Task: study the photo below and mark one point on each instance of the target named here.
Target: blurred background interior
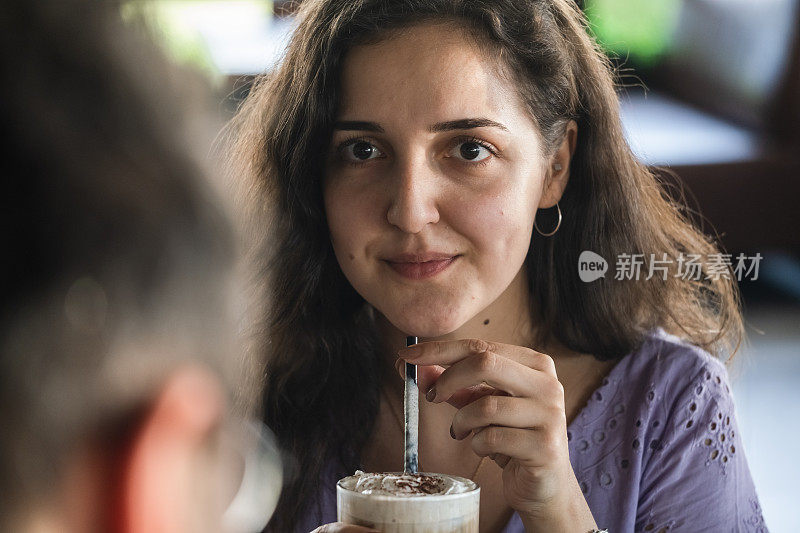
(710, 90)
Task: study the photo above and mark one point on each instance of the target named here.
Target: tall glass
(427, 513)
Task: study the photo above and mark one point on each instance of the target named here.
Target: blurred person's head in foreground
(117, 337)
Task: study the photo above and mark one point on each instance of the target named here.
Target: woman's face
(433, 153)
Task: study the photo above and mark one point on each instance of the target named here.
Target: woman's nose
(413, 196)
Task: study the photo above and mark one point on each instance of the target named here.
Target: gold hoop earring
(558, 224)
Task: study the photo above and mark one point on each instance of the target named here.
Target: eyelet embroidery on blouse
(717, 438)
(756, 520)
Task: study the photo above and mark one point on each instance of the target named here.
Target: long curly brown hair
(317, 336)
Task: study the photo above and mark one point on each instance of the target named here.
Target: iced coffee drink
(409, 503)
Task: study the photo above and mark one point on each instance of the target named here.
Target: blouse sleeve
(697, 478)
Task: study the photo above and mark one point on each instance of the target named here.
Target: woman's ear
(558, 170)
(158, 477)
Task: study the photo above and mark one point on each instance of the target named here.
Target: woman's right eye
(360, 151)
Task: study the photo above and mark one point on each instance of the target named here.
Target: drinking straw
(411, 415)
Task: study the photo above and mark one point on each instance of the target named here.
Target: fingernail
(431, 394)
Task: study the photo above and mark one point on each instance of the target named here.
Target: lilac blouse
(656, 448)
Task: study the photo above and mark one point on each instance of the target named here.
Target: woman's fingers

* PROMPT
The pictures in the listing above are to be dropped, and everything else reproduced exactly.

* ANSWER TO THIS TASK
Task: study the photo below and mark one point on each instance of the target named here.
Target: blurred background interior
(710, 90)
Task: study the photo above and mark one point on each instance of the target named here.
Target: tall glass
(427, 513)
Task: study the photo above and mark one point on each instance of the target named here.
Target: blurred person's head in foreground
(117, 337)
Task: study the photo above and mark one point on each instance of the target named here.
Target: woman's face
(433, 153)
Task: study the photo above and mark one point on each instance of the target named here.
Target: woman's nose
(413, 196)
Task: study the photo above and mark one point on each instance of the target named here.
Target: gold hoop earring
(558, 224)
Task: study the photo above and mark one point on each instance of the target named here.
Target: eyelet embroidery on blouse
(717, 438)
(756, 520)
Task: study the photo above and mark one point on each instance of the target named here.
Target: long curly brown hair
(317, 336)
Task: study the photo above and mark one point on each instance of the target named here.
Target: iced coffee drink
(409, 503)
Task: study the photo above and mark one point on each instance of the target named here.
Target: blouse sleeve
(697, 478)
Task: study the photo above and mark one point on each instance of the target named here.
Target: woman's ear
(558, 170)
(158, 477)
Task: study the photo above and mark one point on each instance of the target named here.
Target: woman's right eye
(360, 151)
Task: study the photo above and mark one point on each instance of the target named here.
Target: drinking straw
(411, 415)
Task: study the photo above and mark one point on each instance of the target named here.
Target: fingernail
(431, 394)
Task: study the photo above and mark one point on each instance of the target named here.
Target: lilac blouse
(656, 448)
Task: study the photo above and mark one point on each instance of the target named here.
Target: woman's fingers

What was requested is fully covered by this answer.